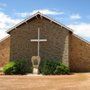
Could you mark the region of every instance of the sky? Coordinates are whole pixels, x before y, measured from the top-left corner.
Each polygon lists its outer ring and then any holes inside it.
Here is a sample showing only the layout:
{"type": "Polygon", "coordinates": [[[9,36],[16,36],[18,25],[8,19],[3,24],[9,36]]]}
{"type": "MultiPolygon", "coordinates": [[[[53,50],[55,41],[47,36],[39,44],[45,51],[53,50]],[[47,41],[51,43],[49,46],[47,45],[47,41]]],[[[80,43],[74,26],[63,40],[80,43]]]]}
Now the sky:
{"type": "Polygon", "coordinates": [[[0,40],[9,28],[37,11],[90,42],[90,0],[0,0],[0,40]]]}

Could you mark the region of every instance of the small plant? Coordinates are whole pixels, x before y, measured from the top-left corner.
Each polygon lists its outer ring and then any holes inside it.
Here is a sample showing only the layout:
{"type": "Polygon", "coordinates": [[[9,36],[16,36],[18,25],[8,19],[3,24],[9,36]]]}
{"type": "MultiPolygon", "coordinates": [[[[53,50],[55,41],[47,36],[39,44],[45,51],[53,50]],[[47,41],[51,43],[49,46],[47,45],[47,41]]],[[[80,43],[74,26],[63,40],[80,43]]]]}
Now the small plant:
{"type": "Polygon", "coordinates": [[[55,60],[44,60],[40,71],[44,75],[53,75],[58,64],[59,62],[55,60]]]}
{"type": "Polygon", "coordinates": [[[32,72],[32,70],[26,60],[16,60],[6,64],[3,68],[3,72],[8,75],[12,75],[12,74],[23,75],[32,72]]]}
{"type": "Polygon", "coordinates": [[[69,68],[58,60],[41,61],[39,71],[44,75],[60,75],[70,73],[69,68]]]}
{"type": "Polygon", "coordinates": [[[9,62],[3,68],[3,72],[8,75],[12,75],[15,73],[15,62],[9,62]]]}
{"type": "Polygon", "coordinates": [[[70,74],[70,70],[67,66],[65,66],[64,64],[60,63],[57,67],[56,70],[54,72],[56,75],[59,74],[70,74]]]}

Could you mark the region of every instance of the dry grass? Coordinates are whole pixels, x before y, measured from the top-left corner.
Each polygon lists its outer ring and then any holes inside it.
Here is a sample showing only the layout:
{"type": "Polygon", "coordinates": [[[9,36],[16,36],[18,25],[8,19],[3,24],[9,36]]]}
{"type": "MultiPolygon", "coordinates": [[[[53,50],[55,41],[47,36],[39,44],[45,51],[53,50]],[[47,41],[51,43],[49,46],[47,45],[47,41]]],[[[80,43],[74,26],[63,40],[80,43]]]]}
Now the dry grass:
{"type": "Polygon", "coordinates": [[[90,73],[60,76],[0,76],[0,90],[90,90],[90,73]]]}

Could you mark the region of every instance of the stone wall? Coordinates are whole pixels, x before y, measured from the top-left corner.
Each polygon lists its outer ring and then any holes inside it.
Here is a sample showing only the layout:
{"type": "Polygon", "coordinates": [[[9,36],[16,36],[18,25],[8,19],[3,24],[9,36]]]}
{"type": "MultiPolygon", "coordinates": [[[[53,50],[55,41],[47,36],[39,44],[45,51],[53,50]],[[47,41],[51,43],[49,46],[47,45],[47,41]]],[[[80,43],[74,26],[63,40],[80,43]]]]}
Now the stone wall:
{"type": "Polygon", "coordinates": [[[70,69],[90,71],[90,44],[75,35],[70,37],[70,69]]]}
{"type": "Polygon", "coordinates": [[[0,42],[0,67],[9,62],[10,37],[0,42]]]}
{"type": "Polygon", "coordinates": [[[37,42],[31,42],[30,40],[37,38],[38,27],[40,28],[41,38],[47,39],[46,42],[40,43],[41,59],[60,60],[68,65],[70,31],[43,17],[35,17],[10,32],[11,60],[25,58],[30,62],[32,56],[37,56],[37,42]]]}

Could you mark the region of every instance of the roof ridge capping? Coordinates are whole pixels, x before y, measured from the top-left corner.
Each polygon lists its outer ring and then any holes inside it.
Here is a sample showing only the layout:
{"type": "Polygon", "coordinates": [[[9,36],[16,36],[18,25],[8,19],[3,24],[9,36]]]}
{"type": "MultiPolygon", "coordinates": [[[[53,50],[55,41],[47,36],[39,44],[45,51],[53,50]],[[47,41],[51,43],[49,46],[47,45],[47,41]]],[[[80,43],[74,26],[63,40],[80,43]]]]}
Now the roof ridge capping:
{"type": "Polygon", "coordinates": [[[16,24],[15,26],[9,28],[6,32],[7,32],[7,33],[10,32],[11,30],[15,29],[15,28],[18,27],[19,25],[23,24],[24,22],[27,22],[28,20],[30,20],[31,18],[33,18],[33,17],[35,17],[35,16],[37,16],[37,15],[41,15],[41,16],[43,16],[43,17],[45,17],[45,18],[53,21],[54,23],[56,23],[56,24],[58,24],[58,25],[60,25],[60,26],[62,26],[62,27],[65,27],[65,28],[68,29],[69,31],[73,32],[73,30],[72,30],[71,28],[65,26],[64,24],[56,21],[55,19],[53,19],[53,18],[51,18],[51,17],[49,17],[49,16],[47,16],[47,15],[45,15],[45,14],[42,14],[40,11],[38,11],[37,13],[35,13],[35,14],[33,14],[33,15],[30,15],[30,16],[27,17],[26,19],[22,20],[20,23],[18,23],[18,24],[16,24]]]}

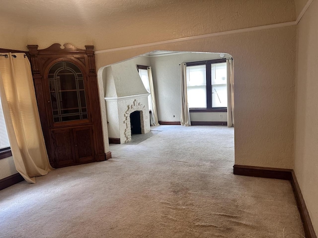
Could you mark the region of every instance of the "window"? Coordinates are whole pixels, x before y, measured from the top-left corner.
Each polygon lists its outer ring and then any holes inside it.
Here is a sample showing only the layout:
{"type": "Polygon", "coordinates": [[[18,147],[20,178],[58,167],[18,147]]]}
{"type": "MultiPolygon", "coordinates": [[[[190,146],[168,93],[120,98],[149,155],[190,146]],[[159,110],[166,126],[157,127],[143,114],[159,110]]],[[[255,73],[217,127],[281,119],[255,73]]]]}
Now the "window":
{"type": "Polygon", "coordinates": [[[8,157],[11,155],[2,105],[0,100],[0,159],[8,157]]]}
{"type": "Polygon", "coordinates": [[[189,108],[226,108],[226,60],[191,62],[186,64],[189,108]]]}
{"type": "MultiPolygon", "coordinates": [[[[139,73],[139,76],[141,78],[141,80],[143,81],[145,88],[147,90],[149,93],[150,92],[150,85],[149,85],[149,78],[148,78],[148,70],[147,70],[147,66],[144,65],[137,65],[137,69],[139,73]]],[[[151,95],[148,95],[148,107],[149,110],[151,110],[151,95]]]]}

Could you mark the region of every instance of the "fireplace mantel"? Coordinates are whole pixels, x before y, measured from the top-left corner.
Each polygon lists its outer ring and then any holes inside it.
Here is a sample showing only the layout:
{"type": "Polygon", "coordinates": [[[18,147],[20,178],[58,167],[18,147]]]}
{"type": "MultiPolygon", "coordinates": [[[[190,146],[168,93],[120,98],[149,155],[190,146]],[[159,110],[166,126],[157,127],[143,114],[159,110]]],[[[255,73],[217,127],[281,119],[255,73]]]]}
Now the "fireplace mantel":
{"type": "Polygon", "coordinates": [[[143,94],[137,94],[137,95],[124,96],[123,97],[114,97],[112,98],[105,98],[106,102],[117,102],[118,101],[127,100],[131,98],[143,98],[148,97],[150,93],[143,93],[143,94]]]}

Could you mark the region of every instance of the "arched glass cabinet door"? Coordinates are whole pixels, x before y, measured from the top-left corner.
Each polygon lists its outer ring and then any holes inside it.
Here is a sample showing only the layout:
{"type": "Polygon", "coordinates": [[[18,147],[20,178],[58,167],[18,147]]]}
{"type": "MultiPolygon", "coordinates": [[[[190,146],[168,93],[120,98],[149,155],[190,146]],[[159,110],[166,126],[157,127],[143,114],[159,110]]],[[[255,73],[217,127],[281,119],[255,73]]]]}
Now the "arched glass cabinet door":
{"type": "Polygon", "coordinates": [[[49,70],[49,85],[53,121],[87,119],[84,77],[71,62],[60,61],[49,70]]]}

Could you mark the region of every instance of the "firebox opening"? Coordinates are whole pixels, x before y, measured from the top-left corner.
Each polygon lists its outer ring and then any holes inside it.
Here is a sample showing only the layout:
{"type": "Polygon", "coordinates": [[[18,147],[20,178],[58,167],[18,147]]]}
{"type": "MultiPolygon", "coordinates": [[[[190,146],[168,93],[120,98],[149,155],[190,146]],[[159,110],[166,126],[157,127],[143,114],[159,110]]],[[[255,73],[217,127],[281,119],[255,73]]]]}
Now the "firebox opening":
{"type": "Polygon", "coordinates": [[[141,113],[142,111],[135,111],[130,114],[130,128],[132,135],[141,134],[141,113]]]}

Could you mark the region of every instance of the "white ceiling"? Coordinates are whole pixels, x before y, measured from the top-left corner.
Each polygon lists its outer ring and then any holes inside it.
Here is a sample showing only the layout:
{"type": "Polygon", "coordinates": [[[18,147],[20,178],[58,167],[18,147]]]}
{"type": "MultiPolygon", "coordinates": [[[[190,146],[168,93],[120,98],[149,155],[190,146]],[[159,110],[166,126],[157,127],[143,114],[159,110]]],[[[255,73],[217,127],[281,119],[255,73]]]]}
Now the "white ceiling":
{"type": "Polygon", "coordinates": [[[143,14],[179,0],[0,0],[0,14],[33,24],[107,21],[111,16],[143,14]]]}

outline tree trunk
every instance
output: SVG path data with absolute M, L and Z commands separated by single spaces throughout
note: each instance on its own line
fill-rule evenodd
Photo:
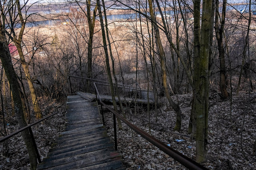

# # #

Exercise goal
Find each line above that contains the word "arched" and copy every such line in full.

Expected answer
Could you mark the region of every instance of the "arched glass cabinet door"? Coordinates are whole pixels, x before y, measured from the top-left corner.
Now the "arched glass cabinet door":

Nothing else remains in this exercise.